▶ [Challenge]
Return the lines of the records from the line containing "Question: In the picture above, for every instance of the curb" through the line containing "[(708, 463)]", copying them exactly and including both of those lines.

(Object position labeling entries)
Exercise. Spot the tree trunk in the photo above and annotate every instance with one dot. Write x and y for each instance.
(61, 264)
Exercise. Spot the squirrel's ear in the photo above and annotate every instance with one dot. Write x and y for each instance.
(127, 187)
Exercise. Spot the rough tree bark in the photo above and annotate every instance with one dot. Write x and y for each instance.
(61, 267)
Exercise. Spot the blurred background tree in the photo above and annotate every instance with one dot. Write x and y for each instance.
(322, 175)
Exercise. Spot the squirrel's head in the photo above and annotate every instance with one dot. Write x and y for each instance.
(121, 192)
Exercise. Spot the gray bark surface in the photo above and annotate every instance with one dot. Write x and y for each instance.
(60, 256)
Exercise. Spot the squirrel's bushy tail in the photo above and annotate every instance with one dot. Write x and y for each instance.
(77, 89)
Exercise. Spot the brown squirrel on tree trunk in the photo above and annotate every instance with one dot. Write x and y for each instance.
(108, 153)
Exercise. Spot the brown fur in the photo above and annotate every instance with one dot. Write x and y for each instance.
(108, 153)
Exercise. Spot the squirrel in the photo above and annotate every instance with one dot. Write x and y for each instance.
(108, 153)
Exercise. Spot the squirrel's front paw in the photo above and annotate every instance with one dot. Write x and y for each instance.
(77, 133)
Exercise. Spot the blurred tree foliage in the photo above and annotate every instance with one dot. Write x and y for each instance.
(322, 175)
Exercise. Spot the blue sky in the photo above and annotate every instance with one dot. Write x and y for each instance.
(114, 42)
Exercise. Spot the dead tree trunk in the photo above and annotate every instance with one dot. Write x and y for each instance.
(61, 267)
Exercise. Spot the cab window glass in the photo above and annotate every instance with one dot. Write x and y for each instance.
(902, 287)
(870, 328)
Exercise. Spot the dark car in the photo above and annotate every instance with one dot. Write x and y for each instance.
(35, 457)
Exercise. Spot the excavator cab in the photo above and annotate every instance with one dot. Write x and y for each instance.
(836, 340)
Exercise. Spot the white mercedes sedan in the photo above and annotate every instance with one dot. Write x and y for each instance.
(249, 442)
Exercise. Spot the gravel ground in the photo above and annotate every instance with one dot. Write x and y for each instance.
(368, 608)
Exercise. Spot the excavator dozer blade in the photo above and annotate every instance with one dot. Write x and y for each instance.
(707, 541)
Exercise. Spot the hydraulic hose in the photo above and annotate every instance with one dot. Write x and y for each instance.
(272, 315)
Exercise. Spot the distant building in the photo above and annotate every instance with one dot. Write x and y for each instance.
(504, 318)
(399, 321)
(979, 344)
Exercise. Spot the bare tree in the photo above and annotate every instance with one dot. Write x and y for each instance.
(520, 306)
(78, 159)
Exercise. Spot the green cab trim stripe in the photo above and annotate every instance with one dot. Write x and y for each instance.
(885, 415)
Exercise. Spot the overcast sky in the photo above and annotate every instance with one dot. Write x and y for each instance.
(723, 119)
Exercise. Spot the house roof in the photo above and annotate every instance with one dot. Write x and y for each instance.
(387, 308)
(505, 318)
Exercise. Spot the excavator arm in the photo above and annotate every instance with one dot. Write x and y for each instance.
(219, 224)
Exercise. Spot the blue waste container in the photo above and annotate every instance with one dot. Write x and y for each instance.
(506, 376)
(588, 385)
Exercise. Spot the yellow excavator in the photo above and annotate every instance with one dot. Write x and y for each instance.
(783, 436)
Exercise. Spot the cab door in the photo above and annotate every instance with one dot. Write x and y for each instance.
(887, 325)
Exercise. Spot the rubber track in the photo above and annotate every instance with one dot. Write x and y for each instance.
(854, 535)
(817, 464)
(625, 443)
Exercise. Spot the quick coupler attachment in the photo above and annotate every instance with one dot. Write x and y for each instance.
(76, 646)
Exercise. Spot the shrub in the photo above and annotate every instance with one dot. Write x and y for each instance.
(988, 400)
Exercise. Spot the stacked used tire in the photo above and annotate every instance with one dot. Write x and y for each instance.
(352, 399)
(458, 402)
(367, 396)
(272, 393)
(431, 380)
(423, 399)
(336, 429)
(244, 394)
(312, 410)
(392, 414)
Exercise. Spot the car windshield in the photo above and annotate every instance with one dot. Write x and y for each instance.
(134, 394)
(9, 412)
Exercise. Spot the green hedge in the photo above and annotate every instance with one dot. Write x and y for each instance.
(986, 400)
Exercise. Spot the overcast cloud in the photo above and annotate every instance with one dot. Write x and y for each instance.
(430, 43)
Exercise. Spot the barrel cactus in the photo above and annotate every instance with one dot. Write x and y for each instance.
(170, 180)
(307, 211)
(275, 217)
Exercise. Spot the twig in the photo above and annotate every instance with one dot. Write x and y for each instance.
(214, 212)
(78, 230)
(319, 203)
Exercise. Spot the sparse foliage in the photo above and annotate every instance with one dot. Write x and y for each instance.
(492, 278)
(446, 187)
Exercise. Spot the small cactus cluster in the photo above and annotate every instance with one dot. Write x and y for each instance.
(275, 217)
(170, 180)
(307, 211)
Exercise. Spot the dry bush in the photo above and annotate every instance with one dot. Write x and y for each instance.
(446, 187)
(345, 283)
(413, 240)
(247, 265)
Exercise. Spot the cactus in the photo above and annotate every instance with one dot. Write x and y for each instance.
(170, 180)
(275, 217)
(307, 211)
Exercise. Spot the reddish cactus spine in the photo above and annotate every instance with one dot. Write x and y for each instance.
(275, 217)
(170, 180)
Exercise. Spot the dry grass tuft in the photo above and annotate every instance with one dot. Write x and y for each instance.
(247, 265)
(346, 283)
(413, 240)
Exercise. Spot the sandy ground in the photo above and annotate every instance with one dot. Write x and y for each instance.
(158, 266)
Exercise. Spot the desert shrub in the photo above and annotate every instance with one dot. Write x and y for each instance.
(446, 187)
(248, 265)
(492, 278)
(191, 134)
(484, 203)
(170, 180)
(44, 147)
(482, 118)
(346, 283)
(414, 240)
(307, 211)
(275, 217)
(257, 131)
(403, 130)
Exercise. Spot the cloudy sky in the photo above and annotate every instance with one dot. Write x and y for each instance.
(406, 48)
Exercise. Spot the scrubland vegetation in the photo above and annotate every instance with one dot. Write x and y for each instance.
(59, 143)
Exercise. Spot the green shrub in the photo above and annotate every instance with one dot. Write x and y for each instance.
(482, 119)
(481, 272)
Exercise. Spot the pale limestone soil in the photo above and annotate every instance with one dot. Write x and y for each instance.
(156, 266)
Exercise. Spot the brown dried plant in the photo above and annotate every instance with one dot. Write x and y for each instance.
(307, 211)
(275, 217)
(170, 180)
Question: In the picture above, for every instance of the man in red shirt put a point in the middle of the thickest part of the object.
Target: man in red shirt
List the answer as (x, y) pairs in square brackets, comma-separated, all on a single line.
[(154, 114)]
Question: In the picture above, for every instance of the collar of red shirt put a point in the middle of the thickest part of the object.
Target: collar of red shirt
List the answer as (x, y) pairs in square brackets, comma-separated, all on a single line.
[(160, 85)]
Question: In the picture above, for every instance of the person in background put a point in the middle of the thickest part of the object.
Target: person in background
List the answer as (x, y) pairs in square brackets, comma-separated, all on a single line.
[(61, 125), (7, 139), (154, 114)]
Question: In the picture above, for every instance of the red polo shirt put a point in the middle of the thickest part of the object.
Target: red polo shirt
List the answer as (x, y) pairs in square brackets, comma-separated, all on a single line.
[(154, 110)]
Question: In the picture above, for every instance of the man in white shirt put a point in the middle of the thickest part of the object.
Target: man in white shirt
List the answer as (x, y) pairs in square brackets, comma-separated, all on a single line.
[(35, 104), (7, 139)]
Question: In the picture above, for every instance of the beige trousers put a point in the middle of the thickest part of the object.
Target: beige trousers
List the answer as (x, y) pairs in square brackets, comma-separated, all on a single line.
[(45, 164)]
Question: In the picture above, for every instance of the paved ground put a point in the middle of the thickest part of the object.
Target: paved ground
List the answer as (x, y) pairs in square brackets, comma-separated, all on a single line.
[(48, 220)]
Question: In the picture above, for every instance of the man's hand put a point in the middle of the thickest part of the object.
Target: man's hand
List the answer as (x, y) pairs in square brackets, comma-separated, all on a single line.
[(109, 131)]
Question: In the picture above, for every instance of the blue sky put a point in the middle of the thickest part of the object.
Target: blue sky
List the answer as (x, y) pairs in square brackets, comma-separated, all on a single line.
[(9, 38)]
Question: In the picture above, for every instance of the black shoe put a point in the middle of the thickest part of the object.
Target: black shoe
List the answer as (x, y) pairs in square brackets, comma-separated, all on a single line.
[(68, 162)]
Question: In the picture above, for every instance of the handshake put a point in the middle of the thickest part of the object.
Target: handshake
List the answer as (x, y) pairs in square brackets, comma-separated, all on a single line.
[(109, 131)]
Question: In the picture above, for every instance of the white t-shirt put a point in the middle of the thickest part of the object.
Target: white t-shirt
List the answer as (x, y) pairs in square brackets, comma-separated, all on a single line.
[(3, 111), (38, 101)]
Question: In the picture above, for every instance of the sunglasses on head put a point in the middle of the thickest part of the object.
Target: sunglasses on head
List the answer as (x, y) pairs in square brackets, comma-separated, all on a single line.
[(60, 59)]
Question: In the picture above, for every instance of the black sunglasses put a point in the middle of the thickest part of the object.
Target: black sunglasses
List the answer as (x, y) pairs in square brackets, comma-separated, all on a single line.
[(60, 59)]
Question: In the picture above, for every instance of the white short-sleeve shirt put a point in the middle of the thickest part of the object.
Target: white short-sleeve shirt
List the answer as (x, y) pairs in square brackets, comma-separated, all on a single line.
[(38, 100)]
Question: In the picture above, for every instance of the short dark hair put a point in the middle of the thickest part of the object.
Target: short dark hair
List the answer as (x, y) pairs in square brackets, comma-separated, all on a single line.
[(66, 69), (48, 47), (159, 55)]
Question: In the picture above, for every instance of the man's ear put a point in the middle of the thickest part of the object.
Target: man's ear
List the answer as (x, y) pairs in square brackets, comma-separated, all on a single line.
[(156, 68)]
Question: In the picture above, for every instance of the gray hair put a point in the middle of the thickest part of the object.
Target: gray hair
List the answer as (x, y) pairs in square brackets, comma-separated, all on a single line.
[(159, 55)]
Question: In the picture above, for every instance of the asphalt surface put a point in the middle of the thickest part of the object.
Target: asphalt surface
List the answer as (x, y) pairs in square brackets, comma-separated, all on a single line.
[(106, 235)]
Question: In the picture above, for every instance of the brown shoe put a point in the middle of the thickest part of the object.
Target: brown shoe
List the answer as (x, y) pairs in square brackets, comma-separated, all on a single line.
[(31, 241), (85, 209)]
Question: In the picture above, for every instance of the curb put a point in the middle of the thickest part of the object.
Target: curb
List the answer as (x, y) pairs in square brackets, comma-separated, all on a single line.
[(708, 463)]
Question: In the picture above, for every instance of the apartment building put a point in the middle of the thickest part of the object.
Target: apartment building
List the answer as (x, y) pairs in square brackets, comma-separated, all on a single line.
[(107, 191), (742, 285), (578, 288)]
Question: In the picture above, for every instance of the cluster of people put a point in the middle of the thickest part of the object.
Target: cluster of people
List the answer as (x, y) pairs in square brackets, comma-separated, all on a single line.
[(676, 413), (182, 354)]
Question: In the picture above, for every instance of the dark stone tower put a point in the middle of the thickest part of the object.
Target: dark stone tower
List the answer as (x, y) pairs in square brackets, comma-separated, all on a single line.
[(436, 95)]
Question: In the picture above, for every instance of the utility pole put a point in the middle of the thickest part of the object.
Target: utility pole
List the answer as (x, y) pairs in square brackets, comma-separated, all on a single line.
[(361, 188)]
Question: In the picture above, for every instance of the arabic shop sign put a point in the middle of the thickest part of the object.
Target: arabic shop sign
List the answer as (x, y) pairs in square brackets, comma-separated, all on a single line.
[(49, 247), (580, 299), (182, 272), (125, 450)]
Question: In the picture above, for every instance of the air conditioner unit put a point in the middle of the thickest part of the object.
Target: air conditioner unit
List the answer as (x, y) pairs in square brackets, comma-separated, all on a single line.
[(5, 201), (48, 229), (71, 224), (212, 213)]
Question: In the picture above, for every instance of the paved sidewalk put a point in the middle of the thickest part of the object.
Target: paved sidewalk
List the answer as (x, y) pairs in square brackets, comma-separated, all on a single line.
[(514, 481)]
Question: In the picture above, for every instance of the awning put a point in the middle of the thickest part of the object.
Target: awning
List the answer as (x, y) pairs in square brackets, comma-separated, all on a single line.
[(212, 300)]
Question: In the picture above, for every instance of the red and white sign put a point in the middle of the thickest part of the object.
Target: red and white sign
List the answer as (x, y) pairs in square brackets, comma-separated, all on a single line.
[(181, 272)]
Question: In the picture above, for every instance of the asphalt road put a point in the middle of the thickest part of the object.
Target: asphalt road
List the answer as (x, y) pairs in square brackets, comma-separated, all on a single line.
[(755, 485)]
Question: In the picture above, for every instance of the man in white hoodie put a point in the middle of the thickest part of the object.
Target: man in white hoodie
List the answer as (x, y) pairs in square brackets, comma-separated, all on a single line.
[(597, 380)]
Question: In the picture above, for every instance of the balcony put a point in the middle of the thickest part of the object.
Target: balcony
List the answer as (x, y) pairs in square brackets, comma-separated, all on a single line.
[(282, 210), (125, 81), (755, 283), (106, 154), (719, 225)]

▶ [Solution]
Question: In the picture above, for every instance of the curb put a point in the middle of the thickest part of the object.
Target: curb
List the answer as (x, y) pairs in square brackets, comma-separated, all on a single line.
[(708, 463)]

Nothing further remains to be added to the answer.